Задание:
Пожалуйста, перепишите часть отрывка о сне между словами "Масенький, сегодня утром" и "я и вышел..." включительно, подставив "Москвы" вместо "Киева".

Масенький, сегодня утром опять видела тебя во сне. Я лежу у себя на кровати, на одеяле разбросаны листы \"Белой гвардии\" и масса открыток (виды Киева), необычайно красивых, в оранжевых и зеленых тонах. Ты в средней комнате. Я рассматриваю одну открытку — старинная церковь. А ты из соседней комнаты отвечаешь на мой вопрос: Ну да, ведь там написано — из церкви вышел человек в офицерской форме. Вот из этой церкви я и вышел...

Раздел данных:
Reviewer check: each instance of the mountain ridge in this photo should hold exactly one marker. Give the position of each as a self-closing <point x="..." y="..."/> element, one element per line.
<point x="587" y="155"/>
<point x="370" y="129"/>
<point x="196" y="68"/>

Ответ:
Масенький, сегодня утром опять видела тебя во сне. Я лежу у себя на кровати, на одеяле разбросаны листы \"Белой гвардии\" и масса открыток (виды Москвы), необычайно красивых, в оранжевых и зеленых тонах. Ты в средней комнате. Я рассматриваю одну открытку — старинная церковь. А ты из соседней комнаты отвечаешь на мой вопрос: Ну да, ведь там написано — из церкви вышел человек в офицерской форме. Вот из этой церкви я и вышел...